(Data items)
-=-=-=-=-
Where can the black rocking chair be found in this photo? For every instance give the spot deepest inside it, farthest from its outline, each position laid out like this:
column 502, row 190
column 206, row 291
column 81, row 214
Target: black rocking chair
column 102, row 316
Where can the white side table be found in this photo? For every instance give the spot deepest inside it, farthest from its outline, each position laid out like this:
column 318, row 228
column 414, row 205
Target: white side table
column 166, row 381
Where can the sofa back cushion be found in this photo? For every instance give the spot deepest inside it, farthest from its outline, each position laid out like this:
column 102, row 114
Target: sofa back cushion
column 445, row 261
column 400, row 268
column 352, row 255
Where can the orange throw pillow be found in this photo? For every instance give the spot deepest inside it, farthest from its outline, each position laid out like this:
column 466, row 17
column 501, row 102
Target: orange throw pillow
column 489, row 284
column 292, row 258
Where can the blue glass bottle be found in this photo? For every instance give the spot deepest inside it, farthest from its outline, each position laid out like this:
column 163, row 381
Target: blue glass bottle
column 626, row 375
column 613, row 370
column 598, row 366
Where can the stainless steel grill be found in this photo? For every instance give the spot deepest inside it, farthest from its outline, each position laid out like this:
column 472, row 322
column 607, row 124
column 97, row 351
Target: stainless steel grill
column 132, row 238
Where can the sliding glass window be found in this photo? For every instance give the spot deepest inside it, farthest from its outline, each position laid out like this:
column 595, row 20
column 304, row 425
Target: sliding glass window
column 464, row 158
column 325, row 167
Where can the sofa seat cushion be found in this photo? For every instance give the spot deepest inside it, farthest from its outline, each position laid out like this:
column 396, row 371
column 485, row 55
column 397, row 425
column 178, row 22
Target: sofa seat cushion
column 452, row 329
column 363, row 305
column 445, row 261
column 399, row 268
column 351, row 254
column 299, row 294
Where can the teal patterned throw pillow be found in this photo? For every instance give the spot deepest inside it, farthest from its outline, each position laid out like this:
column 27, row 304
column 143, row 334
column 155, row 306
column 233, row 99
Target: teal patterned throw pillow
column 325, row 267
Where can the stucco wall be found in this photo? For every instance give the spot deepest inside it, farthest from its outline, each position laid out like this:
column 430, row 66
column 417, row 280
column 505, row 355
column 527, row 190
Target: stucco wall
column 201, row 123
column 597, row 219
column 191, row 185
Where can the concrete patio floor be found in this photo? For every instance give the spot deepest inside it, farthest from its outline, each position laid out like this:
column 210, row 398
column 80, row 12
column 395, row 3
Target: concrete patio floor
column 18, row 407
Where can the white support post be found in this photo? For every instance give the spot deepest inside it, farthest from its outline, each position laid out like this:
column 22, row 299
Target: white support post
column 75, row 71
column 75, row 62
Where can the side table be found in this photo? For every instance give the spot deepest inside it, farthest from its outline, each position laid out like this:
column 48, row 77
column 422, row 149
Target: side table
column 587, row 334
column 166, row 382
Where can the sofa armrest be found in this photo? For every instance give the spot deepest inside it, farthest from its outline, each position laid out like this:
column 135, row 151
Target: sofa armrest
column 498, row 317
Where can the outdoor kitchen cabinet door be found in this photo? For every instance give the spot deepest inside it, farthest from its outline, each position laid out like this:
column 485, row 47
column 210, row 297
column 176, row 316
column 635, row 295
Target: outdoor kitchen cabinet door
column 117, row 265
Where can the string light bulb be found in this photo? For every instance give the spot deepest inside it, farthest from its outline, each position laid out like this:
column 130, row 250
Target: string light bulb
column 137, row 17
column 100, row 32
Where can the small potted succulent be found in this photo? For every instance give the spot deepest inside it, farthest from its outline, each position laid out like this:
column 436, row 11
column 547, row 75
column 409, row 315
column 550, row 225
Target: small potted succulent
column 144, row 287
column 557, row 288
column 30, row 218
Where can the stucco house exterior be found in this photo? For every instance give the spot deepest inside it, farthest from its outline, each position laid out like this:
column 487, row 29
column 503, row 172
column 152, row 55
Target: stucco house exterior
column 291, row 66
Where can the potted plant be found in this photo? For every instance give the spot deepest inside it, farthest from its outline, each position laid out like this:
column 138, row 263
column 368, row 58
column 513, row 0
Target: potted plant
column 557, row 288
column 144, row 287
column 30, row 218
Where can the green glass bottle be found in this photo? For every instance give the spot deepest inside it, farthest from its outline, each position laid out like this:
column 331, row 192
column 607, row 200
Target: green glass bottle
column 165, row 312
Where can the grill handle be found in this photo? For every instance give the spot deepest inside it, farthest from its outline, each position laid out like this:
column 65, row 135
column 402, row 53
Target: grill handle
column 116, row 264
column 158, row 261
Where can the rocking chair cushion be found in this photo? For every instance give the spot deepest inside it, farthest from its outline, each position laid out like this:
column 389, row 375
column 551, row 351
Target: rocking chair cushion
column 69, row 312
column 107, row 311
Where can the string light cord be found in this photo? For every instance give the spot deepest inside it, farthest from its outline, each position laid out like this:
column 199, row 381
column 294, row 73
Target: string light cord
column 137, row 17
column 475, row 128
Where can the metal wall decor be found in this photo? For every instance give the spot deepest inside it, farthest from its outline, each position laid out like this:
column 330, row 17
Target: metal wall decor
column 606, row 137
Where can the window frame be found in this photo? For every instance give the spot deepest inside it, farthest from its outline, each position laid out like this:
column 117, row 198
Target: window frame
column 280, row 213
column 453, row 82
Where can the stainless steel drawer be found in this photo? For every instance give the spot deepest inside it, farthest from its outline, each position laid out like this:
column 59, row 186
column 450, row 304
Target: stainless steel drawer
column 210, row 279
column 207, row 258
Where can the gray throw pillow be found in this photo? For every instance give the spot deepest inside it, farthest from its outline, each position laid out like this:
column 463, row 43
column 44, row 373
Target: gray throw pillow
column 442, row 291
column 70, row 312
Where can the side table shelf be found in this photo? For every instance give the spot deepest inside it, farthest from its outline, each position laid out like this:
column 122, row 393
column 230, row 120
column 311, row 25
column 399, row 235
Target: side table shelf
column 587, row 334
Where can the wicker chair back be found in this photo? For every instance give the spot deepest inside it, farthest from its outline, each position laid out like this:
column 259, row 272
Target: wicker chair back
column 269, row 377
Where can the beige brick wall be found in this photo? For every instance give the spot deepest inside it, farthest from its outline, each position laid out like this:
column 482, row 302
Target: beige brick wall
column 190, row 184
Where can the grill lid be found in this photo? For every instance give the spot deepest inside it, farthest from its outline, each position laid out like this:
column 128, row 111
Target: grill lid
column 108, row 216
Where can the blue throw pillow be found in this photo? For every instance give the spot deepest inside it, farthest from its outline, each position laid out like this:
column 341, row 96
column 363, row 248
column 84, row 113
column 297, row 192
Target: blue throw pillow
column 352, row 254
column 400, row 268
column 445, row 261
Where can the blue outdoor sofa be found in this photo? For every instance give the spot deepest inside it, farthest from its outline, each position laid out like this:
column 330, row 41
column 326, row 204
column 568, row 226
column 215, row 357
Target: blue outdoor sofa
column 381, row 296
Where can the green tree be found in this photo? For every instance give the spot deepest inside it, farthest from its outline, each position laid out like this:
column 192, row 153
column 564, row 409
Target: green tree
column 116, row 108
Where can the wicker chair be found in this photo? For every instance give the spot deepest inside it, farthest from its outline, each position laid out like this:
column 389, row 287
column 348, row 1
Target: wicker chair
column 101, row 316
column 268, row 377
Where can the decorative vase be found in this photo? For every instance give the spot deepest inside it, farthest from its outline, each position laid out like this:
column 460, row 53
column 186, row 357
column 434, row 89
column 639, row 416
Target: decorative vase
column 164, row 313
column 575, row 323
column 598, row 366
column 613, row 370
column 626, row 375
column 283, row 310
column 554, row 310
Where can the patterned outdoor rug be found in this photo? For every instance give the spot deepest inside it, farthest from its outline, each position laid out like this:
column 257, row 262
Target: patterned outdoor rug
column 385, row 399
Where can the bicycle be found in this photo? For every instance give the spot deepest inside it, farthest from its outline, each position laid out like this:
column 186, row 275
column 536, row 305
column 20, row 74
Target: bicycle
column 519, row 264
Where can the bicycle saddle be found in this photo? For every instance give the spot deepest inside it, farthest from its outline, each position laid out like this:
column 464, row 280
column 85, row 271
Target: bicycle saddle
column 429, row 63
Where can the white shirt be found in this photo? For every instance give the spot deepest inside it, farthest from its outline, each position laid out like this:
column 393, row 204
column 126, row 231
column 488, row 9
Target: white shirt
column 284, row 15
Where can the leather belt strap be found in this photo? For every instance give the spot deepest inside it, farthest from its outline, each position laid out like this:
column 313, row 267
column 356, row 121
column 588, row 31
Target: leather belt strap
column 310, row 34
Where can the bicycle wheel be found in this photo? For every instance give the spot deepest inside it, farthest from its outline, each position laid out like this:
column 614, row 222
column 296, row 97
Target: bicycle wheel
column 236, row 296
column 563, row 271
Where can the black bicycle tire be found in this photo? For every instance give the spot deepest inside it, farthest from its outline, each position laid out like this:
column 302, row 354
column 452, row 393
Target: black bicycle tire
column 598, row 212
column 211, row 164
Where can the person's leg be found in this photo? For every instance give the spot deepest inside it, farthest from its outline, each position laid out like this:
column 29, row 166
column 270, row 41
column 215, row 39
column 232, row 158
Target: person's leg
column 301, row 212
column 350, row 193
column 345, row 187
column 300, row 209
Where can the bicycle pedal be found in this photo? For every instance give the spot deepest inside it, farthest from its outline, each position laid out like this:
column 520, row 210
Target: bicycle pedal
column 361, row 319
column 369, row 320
-=-=-=-=-
● Exercise goal
Quote exactly the stretch of lines above that starts at the first one and ends at the line with "column 163, row 381", and nothing beyond it.

● Written answer
Where can the black rocking chair be found in this photo? For every instance give the spot deepest inside it, farthest from its outline, each position laid out like this:
column 502, row 190
column 206, row 291
column 81, row 214
Target: black rocking chair
column 102, row 316
Where can the white side table be found in this photo? For every instance give the spot deepest inside it, farthest from its outline, each position laid out like this:
column 318, row 228
column 414, row 205
Target: white side table
column 166, row 381
Where can the sofa back cushion be found in this photo? For every instance give the spot deepest inside it, farthest from its outline, each position laid out like this:
column 102, row 114
Target: sofa back cushion
column 445, row 261
column 400, row 268
column 352, row 255
Where can the orange throw pillow be found in this photo? For every instance give the spot deepest inside it, farthest from its outline, each position laid out like this:
column 466, row 17
column 501, row 102
Target: orange throw pillow
column 489, row 284
column 292, row 258
Where can the blue glass bottle be found in this photo? For every instance give the spot deepest inside it, farthest from its outline, each position laid out like this:
column 163, row 381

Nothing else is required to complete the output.